━━ TASK MATERIAL ━━

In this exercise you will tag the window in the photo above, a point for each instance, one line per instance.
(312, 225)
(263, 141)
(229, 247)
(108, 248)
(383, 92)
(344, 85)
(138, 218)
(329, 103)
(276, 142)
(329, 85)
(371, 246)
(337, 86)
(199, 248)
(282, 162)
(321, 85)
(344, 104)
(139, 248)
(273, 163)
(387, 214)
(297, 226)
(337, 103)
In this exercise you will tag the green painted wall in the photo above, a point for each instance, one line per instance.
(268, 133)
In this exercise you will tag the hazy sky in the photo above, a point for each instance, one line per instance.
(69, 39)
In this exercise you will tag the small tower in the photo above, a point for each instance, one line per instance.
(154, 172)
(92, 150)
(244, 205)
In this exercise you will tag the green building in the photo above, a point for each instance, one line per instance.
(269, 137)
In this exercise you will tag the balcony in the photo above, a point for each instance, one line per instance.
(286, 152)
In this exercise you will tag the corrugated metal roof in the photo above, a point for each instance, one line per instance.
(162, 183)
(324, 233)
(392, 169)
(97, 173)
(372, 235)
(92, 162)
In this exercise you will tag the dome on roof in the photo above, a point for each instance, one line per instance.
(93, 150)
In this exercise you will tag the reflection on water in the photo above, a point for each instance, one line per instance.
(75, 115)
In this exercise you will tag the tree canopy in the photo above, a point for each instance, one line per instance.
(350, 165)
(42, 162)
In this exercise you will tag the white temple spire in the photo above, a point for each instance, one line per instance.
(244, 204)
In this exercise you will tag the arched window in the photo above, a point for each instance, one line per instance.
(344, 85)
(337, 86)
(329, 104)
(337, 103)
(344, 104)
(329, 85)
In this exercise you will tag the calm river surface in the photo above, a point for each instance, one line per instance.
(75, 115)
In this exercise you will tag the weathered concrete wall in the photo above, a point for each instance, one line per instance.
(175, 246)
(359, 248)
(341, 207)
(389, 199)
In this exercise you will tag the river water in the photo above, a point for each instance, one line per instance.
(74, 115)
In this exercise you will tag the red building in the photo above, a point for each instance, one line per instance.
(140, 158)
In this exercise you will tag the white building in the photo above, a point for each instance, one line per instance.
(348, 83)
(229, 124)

━━━

#### [EXERCISE]
Word for word, write out all of the data above.

#### [WRITTEN REPLY]
In this exercise you will tag the window in the photo above, a point for each instance, one line per instance.
(312, 225)
(263, 141)
(229, 247)
(108, 248)
(383, 92)
(344, 85)
(138, 218)
(329, 103)
(276, 142)
(329, 85)
(371, 246)
(337, 86)
(199, 248)
(282, 162)
(321, 85)
(344, 104)
(139, 248)
(273, 163)
(387, 214)
(297, 226)
(337, 103)
In this exercise you will tag the green painted wall in the photo above, a point for each instance, one line per instance.
(268, 133)
In this exercise you will tag the hazy sky in the photo above, a point for each instance, one line per instance.
(69, 39)
In this exercise you will tag the small tower in the photo above, a point for each instance, one line per instance.
(154, 172)
(92, 150)
(244, 205)
In this exercise you will tag the green building in the photo above, a point for each instance, one line per instance.
(269, 137)
In this exercise you will tag the balcony in the photo above, a point for each instance, one line per instance.
(286, 152)
In this exercise you will tag the corrugated metal roof in the photo above, a point for each instance, one line per instance.
(162, 183)
(324, 233)
(392, 169)
(97, 173)
(372, 235)
(92, 162)
In this exercise you will tag the dome on roof in the photo above, a point for each instance, one line per instance.
(93, 150)
In this exercise you will tag the reflection on water in the photo above, a point for each instance, one line per instance.
(75, 115)
In this exercise you will tag the tree canopy in the photo above, a point for each instance, one line per instance.
(350, 165)
(42, 162)
In this exercise you will tag the white temple spire in the photo above, a point for each instance, one line per instance.
(244, 204)
In this exercise you will tag the arched window in the photo above, a point for each instance, one line per instance.
(344, 85)
(337, 86)
(329, 104)
(337, 103)
(344, 104)
(329, 85)
In this exercise you will tag the calm river surface in the photo above, a point for each instance, one line per instance.
(75, 115)
In this exercise you will tag the weathered concrete wall in the photo above, a point for each instance, one line per instance.
(175, 246)
(359, 248)
(341, 207)
(389, 199)
In this exercise you will tag the river water in the photo above, a point for each instance, one line per instance.
(74, 115)
In this exercise you will tag the red building in the photo above, a point for each instance, one line per instance.
(140, 158)
In this exercise you will tag the white building in the photo above, a point for each instance, one line per instance.
(348, 83)
(229, 124)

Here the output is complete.